-- Task to complete --
Leaving out the images, please output every entry exactly as it appears.

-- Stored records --
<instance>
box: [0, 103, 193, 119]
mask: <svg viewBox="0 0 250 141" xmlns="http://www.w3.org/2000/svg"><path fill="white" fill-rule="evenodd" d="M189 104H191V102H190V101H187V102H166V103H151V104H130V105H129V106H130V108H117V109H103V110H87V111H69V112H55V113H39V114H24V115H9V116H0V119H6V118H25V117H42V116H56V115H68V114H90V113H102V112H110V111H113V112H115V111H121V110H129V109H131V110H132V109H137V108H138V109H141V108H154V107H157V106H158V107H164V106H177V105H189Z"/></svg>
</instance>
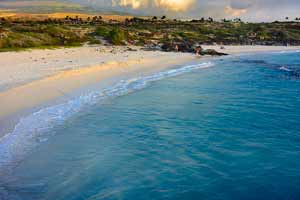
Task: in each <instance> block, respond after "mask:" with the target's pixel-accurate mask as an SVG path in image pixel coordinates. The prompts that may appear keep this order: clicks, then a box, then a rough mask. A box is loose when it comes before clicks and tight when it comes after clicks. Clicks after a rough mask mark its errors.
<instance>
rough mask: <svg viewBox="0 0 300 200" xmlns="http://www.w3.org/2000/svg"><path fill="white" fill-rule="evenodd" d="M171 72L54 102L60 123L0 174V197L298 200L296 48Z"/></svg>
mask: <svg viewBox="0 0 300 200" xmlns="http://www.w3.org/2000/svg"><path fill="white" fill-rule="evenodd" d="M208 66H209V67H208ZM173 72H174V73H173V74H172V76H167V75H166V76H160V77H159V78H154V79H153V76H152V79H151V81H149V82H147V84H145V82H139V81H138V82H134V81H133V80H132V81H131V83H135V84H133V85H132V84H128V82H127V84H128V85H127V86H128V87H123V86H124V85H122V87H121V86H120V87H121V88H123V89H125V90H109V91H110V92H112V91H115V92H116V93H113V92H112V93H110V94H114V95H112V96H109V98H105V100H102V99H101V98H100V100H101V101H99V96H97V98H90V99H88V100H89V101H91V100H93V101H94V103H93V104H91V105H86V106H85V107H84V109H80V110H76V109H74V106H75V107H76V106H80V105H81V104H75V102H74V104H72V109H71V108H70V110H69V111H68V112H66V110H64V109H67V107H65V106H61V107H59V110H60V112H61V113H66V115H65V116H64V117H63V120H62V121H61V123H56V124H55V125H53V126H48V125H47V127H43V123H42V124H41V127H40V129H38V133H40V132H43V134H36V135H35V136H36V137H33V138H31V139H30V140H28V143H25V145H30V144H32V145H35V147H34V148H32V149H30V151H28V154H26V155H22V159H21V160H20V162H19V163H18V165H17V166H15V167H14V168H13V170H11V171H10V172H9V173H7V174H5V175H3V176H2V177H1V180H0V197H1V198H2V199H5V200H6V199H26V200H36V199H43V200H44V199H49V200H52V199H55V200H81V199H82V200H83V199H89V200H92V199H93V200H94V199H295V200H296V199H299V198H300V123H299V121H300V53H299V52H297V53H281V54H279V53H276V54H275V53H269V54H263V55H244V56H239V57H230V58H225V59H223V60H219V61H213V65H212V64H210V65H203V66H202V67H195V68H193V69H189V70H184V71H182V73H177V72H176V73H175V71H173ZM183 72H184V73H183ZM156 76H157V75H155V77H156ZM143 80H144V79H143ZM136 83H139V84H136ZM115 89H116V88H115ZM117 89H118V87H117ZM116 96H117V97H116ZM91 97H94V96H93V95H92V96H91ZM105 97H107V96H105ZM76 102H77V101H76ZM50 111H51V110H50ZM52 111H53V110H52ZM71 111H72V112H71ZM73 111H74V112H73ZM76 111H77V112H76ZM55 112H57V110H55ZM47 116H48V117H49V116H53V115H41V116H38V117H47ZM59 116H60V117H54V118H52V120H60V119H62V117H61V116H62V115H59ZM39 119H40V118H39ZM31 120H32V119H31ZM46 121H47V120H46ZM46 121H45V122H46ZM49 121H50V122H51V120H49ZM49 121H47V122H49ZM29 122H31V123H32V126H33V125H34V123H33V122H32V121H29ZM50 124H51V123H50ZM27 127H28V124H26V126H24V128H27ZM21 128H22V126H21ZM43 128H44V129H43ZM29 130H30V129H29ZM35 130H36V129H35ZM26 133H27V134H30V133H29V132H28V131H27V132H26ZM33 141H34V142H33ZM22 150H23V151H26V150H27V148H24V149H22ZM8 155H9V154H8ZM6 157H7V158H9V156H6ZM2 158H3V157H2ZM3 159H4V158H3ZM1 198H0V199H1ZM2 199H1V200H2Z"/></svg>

-- The answer --
<instance>
box: [0, 103, 193, 119]
mask: <svg viewBox="0 0 250 141" xmlns="http://www.w3.org/2000/svg"><path fill="white" fill-rule="evenodd" d="M189 104H191V102H190V101H187V102H166V103H151V104H130V105H129V106H130V108H117V109H103V110H87V111H69V112H55V113H39V114H24V115H9V116H0V119H6V118H25V117H42V116H56V115H68V114H90V113H102V112H110V111H113V112H115V111H121V110H129V109H131V110H132V109H137V108H138V109H141V108H154V107H157V106H158V107H164V106H177V105H189Z"/></svg>
</instance>
Task: in each <instance> block, respond after "mask:" with the target's pixel-accurate mask as an SVG path in image pixel coordinates. The prompts that may appear keep this order: clicks, then a box, then a rough mask. A box is loose when it comes before clicks and tight when it comes after clicks. Clicks after a rough mask mark its errors.
<instance>
rough mask: <svg viewBox="0 0 300 200" xmlns="http://www.w3.org/2000/svg"><path fill="white" fill-rule="evenodd" d="M171 72L54 102L60 123L0 174V197L298 200L296 48Z"/></svg>
mask: <svg viewBox="0 0 300 200" xmlns="http://www.w3.org/2000/svg"><path fill="white" fill-rule="evenodd" d="M208 66H209V67H208ZM173 72H174V73H173V74H172V76H167V75H166V76H160V77H159V78H154V79H153V76H152V79H151V81H149V82H147V84H145V82H139V81H138V82H134V81H133V80H132V81H131V83H135V84H133V85H132V84H128V82H127V84H128V85H127V86H128V87H123V86H124V85H122V87H121V86H120V87H121V88H123V89H125V90H109V91H110V92H112V91H115V92H116V93H113V92H112V93H110V94H114V95H112V96H109V98H105V100H102V99H101V98H100V100H101V101H99V96H97V98H90V99H88V100H89V101H91V100H93V101H94V103H93V104H91V105H86V106H85V107H84V109H80V110H76V109H74V106H75V107H76V106H80V105H81V104H75V102H74V104H72V109H71V108H70V110H69V111H68V112H66V110H64V109H67V107H65V106H61V107H59V110H60V112H61V113H66V115H65V116H64V117H63V120H62V121H61V123H56V124H55V125H53V126H48V125H47V127H43V123H42V124H41V127H40V129H38V133H40V132H43V134H36V135H35V136H36V137H33V138H31V139H30V140H28V143H25V145H30V144H32V145H35V147H34V148H32V149H30V151H28V154H26V155H22V159H21V160H20V162H19V163H18V165H17V166H15V167H14V168H13V170H11V171H10V172H9V173H7V174H5V175H3V176H2V177H1V180H0V197H1V198H2V199H5V200H6V199H26V200H36V199H43V200H44V199H49V200H52V199H55V200H81V199H82V200H83V199H89V200H92V199H93V200H94V199H295V200H296V199H299V198H300V123H299V121H300V53H299V52H297V53H281V54H279V53H276V54H275V53H269V54H263V55H244V56H239V57H230V58H225V59H223V60H219V61H213V65H212V64H210V65H203V66H202V67H195V68H193V69H189V70H184V71H182V73H177V72H176V73H175V71H173ZM183 72H184V73H183ZM156 76H157V75H155V77H156ZM143 80H144V79H143ZM136 83H139V84H136ZM115 89H116V88H115ZM117 89H118V87H117ZM116 96H117V97H116ZM91 97H94V96H93V95H92V96H91ZM105 97H107V96H105ZM76 102H77V101H76ZM50 111H51V110H50ZM52 111H53V110H52ZM71 111H72V112H71ZM73 111H74V112H73ZM76 111H77V112H76ZM55 112H57V110H55ZM47 116H48V117H49V116H53V115H41V116H38V117H47ZM59 116H60V117H54V118H52V120H60V119H62V117H61V116H62V115H59ZM39 119H40V118H39ZM31 120H32V119H31ZM46 121H47V120H46ZM46 121H45V122H46ZM49 121H50V122H51V120H49ZM49 121H47V122H49ZM29 122H31V123H32V126H33V125H34V123H33V122H32V121H29ZM50 124H51V123H50ZM27 127H28V124H26V126H24V128H27ZM21 128H22V126H21ZM43 128H44V129H43ZM29 130H30V129H29ZM35 130H36V129H35ZM26 133H27V134H30V133H29V132H28V131H27V132H26ZM33 141H34V142H33ZM22 150H23V151H26V150H27V148H24V149H22ZM8 155H9V154H8ZM6 157H7V158H9V156H6ZM2 158H3V157H2ZM3 159H4V158H3ZM1 198H0V199H1ZM2 199H1V200H2Z"/></svg>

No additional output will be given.